» **WHAT YOU HAVE TO DO**
In the stock notes, how much did Brookfield Infrastructure Partners offer to pay for Inter Pipeline?

» **SOURCE EXTRACT**
##############################

B&G Foods, Inc. (BGS) Yield 5.8%
The stock price for this packaged food company is settling in the low 30 after running amok during the “short squeeze’ trading frenzy a few weeks ago. Somehow, all the mania seems to have made investors realize that the stock was undervalued, and the price has run higher faster than I thought it would. As a result, the calls, with a strike price of 27.50 compared to the current 32.61 share price, are likely to be called on Friday. That’s okay. The BGS experience in the portfolio will still provide a total return of 13.4% in three and a half months between appreciation, the dividend and the call. HOLD

Brookfield Infrastructure Partners (BIP) Yield 3.8%
This infrastructure partnership has a rough week. BIP has fallen more than 6.5% since the close on February 4. The only news was that the partnership made an offer to buy Canadian midstream energy company Inter Pipeline for $5.6 billion. Inter scoffed at the offer as too low and nothing has yet gone through. It’s a good time to buy this company at a bargain price after a recession. The market is likely reacting negatively to the company rejecting the offer on fears that Brookfield will end up paying too much. We’ll see.

##############################

» **THE DATA**
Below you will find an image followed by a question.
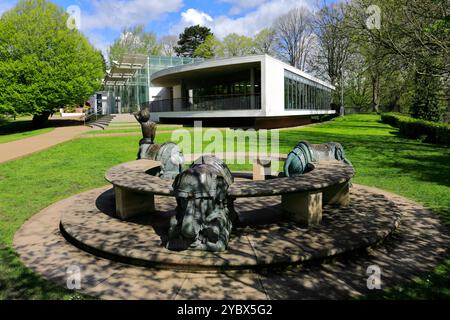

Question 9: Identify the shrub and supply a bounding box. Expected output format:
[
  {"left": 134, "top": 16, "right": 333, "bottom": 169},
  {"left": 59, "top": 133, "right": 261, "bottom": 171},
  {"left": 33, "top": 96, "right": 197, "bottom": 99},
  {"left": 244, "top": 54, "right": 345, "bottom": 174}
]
[{"left": 381, "top": 113, "right": 450, "bottom": 145}]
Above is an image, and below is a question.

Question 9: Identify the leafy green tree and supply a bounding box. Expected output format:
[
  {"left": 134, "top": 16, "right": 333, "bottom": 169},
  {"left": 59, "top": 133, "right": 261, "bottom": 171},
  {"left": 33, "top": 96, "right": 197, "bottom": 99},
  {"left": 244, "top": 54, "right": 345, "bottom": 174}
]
[
  {"left": 109, "top": 25, "right": 162, "bottom": 65},
  {"left": 175, "top": 25, "right": 212, "bottom": 57},
  {"left": 253, "top": 28, "right": 276, "bottom": 54},
  {"left": 222, "top": 33, "right": 254, "bottom": 57},
  {"left": 410, "top": 64, "right": 446, "bottom": 122},
  {"left": 194, "top": 34, "right": 223, "bottom": 59},
  {"left": 0, "top": 0, "right": 104, "bottom": 125}
]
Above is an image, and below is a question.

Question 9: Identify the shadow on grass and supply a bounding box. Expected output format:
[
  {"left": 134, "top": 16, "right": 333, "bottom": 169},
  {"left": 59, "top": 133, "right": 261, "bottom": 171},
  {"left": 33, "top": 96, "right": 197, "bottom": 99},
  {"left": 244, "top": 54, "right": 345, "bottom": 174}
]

##############################

» **RESULT OF THIS EXERCISE**
$5.6 billion